*Aim of the exercise*
Look through the data below and return each line where "door" appears.

::: Entries supplied

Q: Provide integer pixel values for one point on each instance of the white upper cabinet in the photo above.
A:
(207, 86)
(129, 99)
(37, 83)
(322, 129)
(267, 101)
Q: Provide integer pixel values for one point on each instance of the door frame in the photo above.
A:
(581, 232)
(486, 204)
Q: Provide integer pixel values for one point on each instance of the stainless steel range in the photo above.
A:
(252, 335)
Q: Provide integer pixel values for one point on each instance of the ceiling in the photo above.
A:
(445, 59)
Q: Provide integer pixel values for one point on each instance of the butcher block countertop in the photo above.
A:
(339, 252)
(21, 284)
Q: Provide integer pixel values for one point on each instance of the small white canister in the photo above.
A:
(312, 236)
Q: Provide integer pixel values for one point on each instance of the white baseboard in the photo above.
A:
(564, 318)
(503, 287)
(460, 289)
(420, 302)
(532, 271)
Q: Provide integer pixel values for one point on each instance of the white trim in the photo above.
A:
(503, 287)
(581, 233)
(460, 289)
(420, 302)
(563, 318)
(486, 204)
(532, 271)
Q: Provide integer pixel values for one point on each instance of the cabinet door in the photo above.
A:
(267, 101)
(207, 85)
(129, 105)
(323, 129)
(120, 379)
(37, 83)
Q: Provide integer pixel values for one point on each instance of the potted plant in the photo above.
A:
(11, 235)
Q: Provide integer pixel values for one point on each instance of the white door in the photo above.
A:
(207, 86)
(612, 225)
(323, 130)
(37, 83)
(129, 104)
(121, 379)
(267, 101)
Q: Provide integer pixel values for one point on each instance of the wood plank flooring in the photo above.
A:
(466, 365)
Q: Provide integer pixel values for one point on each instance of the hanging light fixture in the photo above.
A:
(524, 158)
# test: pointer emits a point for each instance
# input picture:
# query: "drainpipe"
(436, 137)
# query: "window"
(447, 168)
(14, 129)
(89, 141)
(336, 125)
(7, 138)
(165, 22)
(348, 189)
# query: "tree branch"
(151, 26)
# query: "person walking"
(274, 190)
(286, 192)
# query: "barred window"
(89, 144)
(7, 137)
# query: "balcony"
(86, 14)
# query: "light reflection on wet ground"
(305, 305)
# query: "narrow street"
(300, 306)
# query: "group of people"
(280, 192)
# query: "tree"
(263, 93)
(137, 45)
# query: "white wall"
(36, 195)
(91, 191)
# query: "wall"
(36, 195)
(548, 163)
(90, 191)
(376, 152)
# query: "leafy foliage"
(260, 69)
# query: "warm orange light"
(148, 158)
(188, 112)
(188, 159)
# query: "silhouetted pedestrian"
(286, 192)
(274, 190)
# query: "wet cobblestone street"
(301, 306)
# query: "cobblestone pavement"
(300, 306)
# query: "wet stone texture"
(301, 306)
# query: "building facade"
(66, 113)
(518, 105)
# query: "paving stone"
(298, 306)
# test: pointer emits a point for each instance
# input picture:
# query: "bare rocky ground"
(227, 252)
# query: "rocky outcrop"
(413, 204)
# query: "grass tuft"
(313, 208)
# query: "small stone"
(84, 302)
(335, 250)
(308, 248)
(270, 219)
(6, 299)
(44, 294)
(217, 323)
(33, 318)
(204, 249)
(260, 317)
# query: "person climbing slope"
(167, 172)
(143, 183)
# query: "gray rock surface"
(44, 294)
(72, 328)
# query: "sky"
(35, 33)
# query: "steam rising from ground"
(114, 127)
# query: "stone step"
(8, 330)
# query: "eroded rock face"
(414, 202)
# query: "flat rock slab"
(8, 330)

::::::

*Solution*
Q: Provide integer pixel values for one point on each instance of the door frame in the photo above.
Q: Provide integer pixel values for one point on each instance of the cabinet door in the photo above.
Q: Provide integer pixel values for one point on each instance of the white door in the photo above.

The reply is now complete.